● **Data for this task**
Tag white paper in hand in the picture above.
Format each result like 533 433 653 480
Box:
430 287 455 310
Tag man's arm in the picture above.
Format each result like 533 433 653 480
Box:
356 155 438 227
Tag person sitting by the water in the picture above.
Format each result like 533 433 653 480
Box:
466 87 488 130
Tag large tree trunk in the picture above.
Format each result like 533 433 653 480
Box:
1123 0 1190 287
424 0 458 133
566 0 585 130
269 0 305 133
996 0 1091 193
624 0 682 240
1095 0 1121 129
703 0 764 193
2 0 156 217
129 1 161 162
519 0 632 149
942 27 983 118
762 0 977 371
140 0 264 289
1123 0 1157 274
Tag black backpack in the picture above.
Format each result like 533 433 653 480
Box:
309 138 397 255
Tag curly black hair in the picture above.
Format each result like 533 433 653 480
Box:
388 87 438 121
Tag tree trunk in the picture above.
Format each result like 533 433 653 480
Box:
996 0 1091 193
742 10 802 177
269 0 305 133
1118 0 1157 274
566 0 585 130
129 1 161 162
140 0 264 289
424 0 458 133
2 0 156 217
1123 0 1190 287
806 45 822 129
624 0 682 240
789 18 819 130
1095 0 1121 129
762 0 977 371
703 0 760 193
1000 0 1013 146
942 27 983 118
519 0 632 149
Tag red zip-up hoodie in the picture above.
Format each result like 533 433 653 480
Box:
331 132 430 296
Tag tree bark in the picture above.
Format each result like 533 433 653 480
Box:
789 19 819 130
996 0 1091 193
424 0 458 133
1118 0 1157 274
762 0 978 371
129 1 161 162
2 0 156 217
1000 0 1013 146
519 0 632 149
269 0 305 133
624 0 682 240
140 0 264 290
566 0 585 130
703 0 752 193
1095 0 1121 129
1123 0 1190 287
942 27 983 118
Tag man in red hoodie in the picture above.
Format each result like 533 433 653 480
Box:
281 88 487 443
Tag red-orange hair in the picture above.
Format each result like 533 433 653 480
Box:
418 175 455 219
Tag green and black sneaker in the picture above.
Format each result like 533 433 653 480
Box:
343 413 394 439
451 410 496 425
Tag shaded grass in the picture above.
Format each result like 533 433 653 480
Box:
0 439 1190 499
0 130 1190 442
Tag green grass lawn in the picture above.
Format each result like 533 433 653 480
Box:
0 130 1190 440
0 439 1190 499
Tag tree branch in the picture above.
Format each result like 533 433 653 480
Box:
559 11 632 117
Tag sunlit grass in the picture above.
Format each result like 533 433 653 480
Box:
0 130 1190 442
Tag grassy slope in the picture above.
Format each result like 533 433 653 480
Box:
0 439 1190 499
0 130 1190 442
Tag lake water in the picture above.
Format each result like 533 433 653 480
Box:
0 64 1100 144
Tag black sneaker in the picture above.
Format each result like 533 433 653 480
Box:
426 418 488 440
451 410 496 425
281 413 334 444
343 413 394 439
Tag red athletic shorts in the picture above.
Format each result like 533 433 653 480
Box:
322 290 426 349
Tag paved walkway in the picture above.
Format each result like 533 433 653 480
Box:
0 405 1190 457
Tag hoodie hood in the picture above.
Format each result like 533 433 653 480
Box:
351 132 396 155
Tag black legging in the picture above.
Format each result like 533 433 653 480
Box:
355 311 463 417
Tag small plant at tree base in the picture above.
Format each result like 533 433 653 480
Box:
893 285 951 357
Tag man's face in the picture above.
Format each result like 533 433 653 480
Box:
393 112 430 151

● **Written request**
Rewrite the entries starting at the line that contains "Tag person sitting" and ending at the line that contains "331 132 430 296", both included, with every line kept. Add 106 to each box coordinate in the answers, and leave the numbers in the sample format lines as they are.

● **Written response**
Tag person sitting by the water in the picture above.
Format each result like 533 433 653 480
Box:
572 193 594 236
Tag large tree trunk in the picture above.
Format each result like 533 433 653 480
Box:
1229 106 1296 393
530 106 564 239
672 106 691 236
375 106 411 239
1102 106 1197 299
730 106 788 346
1201 106 1227 235
809 106 870 299
108 106 262 323
235 107 267 268
625 106 738 255
1048 133 1089 224
868 106 1083 477
246 106 370 395
1229 106 1263 380
Tag black backpack in the picture above.
Format each result like 533 433 653 480
Box:
415 244 503 361
Tag curly black hair in the picture above.
Format each result like 533 433 653 480
Box:
494 193 544 227
Tag tree trunk in the picture above.
Format each result like 533 433 653 480
Box:
1102 106 1197 299
848 116 908 283
375 106 411 239
1224 106 1263 380
672 106 691 236
235 107 267 268
246 106 370 395
530 106 564 239
108 106 262 323
1229 106 1296 393
912 151 928 235
730 106 788 346
895 124 925 236
1201 106 1227 235
868 106 1083 477
809 106 866 299
1106 106 1119 252
1048 133 1089 224
625 106 738 255
Tag red zip-up hoodie in the picture above.
Format each result like 533 433 653 480
Box:
437 238 536 402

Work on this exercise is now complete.